**Document excerpt:**
*** Begin section ***

Skip to content

sync command loads entire table into memory causing OOM and connection timeouts #74

@taariq

Description

@taariq

Problem

The sync command's xmin-based daemon loads entire tables into memory before processing, causing:

  1. Massive memory usage - 10GB+ VSZ for tables with millions of rows
  2. Connection timeouts - Long-running queries exceed ELB/proxy idle timeouts (typically 60s-10min)
  3. Failed syncs - All tables fail with "connection closed" errors

Evidence

Production logs showing the issue:

2025-12-10T17:43:46Z  INFO Found 14446803 changed rows in public.serendb_coingeckoprice (xmin 0 -> 2471865127)
2025-12-10T18:01:37Z ERROR Failed to sync public.serendb_coingeckoprice: Failed to upsert batch
    Caused by: connection closed
  • 14.4 million rows attempted to load into memory
  • ~18 minutes before connection timeout
  • Process showed 10GB VSZ (virtual memory)

*** End section ***

**Given data:**

*** Begin section ***

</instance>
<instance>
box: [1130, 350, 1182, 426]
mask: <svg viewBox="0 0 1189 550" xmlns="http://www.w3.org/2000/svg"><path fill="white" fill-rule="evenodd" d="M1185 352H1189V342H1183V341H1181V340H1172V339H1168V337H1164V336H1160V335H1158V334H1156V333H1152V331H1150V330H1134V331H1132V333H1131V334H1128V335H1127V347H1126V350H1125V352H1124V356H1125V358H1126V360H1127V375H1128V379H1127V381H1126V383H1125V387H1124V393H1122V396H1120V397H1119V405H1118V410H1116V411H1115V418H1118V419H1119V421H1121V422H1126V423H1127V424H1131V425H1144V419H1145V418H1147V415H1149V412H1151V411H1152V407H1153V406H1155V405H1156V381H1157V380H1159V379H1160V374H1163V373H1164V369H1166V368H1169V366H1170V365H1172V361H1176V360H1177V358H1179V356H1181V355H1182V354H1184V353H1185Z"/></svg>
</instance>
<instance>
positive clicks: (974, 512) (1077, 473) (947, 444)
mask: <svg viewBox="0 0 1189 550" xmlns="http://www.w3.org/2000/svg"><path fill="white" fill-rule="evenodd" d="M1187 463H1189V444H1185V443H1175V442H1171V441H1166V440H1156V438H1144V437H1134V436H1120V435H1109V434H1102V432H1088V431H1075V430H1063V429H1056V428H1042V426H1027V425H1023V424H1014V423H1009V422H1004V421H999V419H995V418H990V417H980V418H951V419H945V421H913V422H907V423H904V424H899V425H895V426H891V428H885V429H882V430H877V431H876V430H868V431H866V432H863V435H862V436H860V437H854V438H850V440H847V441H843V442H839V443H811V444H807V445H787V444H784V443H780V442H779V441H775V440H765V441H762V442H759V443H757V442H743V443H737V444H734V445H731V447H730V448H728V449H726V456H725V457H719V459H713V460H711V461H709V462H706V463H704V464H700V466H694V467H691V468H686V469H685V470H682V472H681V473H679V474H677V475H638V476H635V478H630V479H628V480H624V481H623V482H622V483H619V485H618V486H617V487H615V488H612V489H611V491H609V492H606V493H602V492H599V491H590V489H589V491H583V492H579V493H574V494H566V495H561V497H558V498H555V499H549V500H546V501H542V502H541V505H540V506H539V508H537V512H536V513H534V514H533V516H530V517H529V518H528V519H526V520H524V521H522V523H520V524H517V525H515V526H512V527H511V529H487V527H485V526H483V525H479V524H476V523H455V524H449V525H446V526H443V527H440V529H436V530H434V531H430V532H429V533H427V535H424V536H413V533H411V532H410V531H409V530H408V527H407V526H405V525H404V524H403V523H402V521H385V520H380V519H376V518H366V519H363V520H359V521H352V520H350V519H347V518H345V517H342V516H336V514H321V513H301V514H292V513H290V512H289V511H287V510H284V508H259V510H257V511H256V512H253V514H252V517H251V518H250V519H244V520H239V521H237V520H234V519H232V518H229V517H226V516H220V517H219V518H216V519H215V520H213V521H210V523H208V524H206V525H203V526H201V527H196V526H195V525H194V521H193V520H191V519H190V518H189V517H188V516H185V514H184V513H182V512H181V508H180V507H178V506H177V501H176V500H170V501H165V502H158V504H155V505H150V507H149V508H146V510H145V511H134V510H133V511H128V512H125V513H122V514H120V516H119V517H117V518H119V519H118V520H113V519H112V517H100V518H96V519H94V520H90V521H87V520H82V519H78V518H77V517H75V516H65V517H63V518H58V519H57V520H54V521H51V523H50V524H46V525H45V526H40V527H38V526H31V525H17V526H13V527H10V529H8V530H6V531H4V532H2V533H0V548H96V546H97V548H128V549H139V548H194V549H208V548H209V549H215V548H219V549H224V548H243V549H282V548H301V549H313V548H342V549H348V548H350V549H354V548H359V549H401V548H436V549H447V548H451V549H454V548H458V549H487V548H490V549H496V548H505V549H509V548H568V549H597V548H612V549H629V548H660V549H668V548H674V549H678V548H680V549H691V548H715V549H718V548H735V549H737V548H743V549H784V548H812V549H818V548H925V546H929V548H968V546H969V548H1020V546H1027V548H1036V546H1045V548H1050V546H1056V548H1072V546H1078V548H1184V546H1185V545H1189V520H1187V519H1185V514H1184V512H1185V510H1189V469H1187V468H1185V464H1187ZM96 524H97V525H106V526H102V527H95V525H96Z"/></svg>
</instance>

*** End section ***

**Requirement:**
In the sync command issue, how many changed rows did the production log report finding in public.serendb_coingeckoprice?

**Exercise response:**
14,446,803 changed rows.